• [WRITTEN PROBLEM]: Your task is to repeat, word for word, the line containing "[spot] the closet" and all lines that follow it to the end of the material, and no other lines.

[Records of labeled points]
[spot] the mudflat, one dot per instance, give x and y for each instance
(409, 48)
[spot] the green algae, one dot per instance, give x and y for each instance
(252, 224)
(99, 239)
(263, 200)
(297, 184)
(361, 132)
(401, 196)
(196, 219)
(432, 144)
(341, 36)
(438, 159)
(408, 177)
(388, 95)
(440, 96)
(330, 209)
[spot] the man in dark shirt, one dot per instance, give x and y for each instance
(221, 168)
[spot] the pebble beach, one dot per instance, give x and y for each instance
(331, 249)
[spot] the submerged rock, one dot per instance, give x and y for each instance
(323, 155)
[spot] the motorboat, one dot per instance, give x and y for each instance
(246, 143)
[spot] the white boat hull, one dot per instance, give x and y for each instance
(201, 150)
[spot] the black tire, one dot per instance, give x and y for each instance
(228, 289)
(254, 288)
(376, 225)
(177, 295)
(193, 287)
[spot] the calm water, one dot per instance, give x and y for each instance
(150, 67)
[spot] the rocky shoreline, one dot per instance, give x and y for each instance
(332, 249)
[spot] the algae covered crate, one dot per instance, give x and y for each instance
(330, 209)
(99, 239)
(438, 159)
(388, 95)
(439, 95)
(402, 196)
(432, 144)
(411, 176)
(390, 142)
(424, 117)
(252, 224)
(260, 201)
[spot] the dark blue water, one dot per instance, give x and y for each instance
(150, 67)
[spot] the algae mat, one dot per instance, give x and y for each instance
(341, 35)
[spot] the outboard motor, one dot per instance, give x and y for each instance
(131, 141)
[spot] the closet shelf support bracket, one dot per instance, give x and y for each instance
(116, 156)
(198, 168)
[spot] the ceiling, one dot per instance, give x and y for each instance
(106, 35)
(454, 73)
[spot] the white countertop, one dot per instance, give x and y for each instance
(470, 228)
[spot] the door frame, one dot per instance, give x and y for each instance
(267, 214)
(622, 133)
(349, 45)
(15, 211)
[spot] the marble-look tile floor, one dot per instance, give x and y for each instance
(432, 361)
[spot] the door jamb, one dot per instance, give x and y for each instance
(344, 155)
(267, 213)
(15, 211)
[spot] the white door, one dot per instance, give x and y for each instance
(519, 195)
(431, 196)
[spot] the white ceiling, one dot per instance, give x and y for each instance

• [EXERCISE RESULT]:
[spot] the closet shelf support bracket, one dot per instance, give x and y for each instance
(116, 156)
(198, 168)
[spot] the ceiling, one dot per instance, give x and y for each instance
(106, 35)
(454, 73)
[spot] the white countertop, one dot per instance, give x and y for each instance
(470, 228)
[spot] the door frame, one dot per instance, give x and y for each instance
(267, 214)
(622, 133)
(349, 45)
(15, 211)
[spot] the marble-look tile floor, one dot per instance, give x and y for each instance
(432, 361)
[spot] the door jamb, one dot per instance, give x and y for each instance
(344, 155)
(267, 213)
(15, 211)
[spot] the white door, one dot per instance, give x and y for each instance
(519, 195)
(431, 196)
[spot] the white ceiling, one dot per instance, give x and y for each instance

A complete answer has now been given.